*DOCUMENT PASSAGE:*
>> Start
BUT! I did stumble upon the problem I'm getting. For some reason, my router is bieng used as a dns. If i comment out the routers ip in my resolv.conf so it looks like

 *Quote:*   

> 
> 
> cat /etc/resolv.conf
> 
> # Generated by resolvconf
> ...

 

I get normal response times. The problem is, since resolv.conf gets rewritten evertime I boot, how do i stop my router from getting added to it?[/quote]

----------

## MaximeG

By switching to static ip ? :p

Sounds like it's the easiest way to solve it.

Or install bind, as suggested before ?

Regards,

Maxime

----------

## -=GGW=- $ol!d $n4>|e

Why cant i just tell it not to use my router dns and go to the other dn's it detects from my isp? It seems like that would be the best solution, since if i comment out my routers ip, everything seems to work fine. Theres something i'm not getting here. Either way, if do have to host a dns in order to fix it, can anyone explain how to set up /etc/hosts as they describe at http://en.gentoo-wiki.com/wiki/BIND#Server_Prerequisites?

I would definitely prefer not to host a dns. :\

I have a feeling theres a major concept here i'm missing as well though.

EDIT: Well, i got fed up and started messing with the router config, figured i would take the time to reset peoples laptops as they come through and realize they can't get internet. Not sure what happened but i'm still using dhcp but now i'm getting the correct nameserver in /etc/resolv.conf   :Embarassed: 

----------
>> End
*ENTRIES PROVIDED:*
>> Start
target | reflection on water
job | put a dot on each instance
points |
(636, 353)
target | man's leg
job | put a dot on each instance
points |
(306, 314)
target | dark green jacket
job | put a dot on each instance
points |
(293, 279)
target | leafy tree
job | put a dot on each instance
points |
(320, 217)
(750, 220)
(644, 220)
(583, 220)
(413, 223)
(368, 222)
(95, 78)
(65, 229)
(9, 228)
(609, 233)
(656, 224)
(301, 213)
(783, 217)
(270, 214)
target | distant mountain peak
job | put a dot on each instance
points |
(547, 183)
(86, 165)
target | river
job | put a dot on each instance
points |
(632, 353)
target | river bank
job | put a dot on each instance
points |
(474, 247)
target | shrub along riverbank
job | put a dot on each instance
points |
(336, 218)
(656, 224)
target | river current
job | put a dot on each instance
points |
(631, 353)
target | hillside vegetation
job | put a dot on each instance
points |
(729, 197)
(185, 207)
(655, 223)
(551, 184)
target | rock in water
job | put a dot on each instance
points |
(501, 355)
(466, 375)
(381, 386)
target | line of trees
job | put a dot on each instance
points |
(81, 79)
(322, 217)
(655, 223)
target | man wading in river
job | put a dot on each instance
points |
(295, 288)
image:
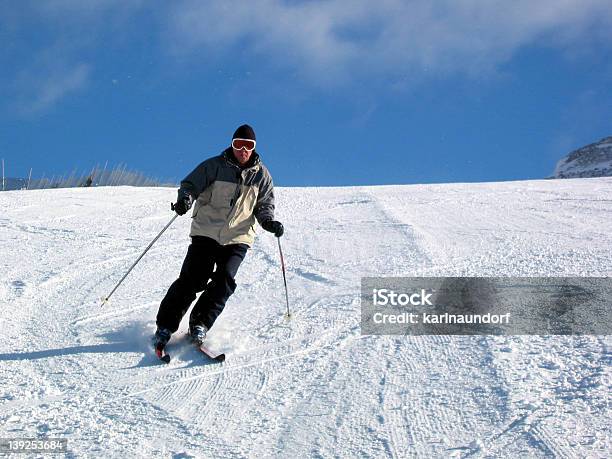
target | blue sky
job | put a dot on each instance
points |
(339, 92)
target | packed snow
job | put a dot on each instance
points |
(594, 160)
(312, 386)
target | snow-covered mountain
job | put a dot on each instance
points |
(313, 386)
(594, 160)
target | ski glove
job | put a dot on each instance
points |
(183, 202)
(274, 227)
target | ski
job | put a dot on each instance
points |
(162, 354)
(211, 355)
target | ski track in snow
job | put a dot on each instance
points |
(312, 386)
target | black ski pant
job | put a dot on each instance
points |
(203, 255)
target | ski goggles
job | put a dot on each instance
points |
(247, 144)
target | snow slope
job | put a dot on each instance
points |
(594, 160)
(312, 386)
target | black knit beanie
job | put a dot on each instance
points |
(244, 132)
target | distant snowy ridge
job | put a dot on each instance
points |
(594, 160)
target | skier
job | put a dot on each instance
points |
(228, 193)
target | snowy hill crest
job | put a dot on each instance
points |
(594, 160)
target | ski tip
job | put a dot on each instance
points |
(162, 355)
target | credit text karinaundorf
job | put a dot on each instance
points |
(385, 297)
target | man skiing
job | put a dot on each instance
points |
(228, 193)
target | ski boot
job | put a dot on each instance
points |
(160, 339)
(198, 334)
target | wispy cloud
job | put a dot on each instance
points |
(47, 55)
(321, 42)
(327, 39)
(40, 90)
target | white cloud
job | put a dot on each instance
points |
(40, 90)
(335, 37)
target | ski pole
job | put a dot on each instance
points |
(288, 314)
(105, 300)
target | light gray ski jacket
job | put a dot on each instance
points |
(229, 198)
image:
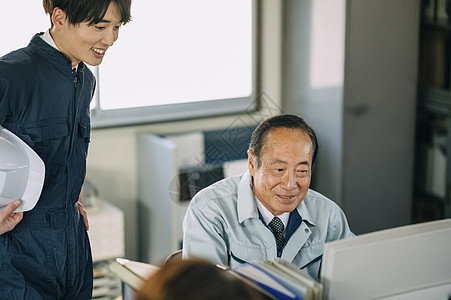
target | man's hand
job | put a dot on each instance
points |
(82, 210)
(8, 218)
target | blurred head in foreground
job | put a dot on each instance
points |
(195, 279)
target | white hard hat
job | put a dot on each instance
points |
(22, 172)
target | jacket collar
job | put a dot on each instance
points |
(50, 54)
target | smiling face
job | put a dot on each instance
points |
(282, 179)
(86, 42)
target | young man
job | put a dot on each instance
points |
(45, 91)
(269, 211)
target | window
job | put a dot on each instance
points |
(177, 59)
>> End
*EXERCISE INSTRUCTIONS:*
• A. Reproduce the stretch of the DNS forum thread from "## -=GGW=- $ol!d" through "as well though.", word for word.
• B. Convert the stretch of the records from the line containing "target | young man" through the end of the records into a JSON list of strings, with one string per line and blank lines omitted.

*RESPONSE LIST:*
• A.
## -=GGW=- $ol!d $n4>|e

Why cant i just tell it not to use my router dns and go to the other dn's it detects from my isp? It seems like that would be the best solution, since if i comment out my routers ip, everything seems to work fine. Theres something i'm not getting here. Either way, if do have to host a dns in order to fix it, can anyone explain how to set up /etc/hosts as they describe at http://en.gentoo-wiki.com/wiki/BIND#Server_Prerequisites?

I would definitely prefer not to host a dns. :\

I have a feeling theres a major concept here i'm missing as well though.

• B.
[
  "target | young man",
  "job | put a dot on each instance",
  "points |",
  "(45, 91)",
  "(269, 211)",
  "target | window",
  "job | put a dot on each instance",
  "points |",
  "(177, 59)"
]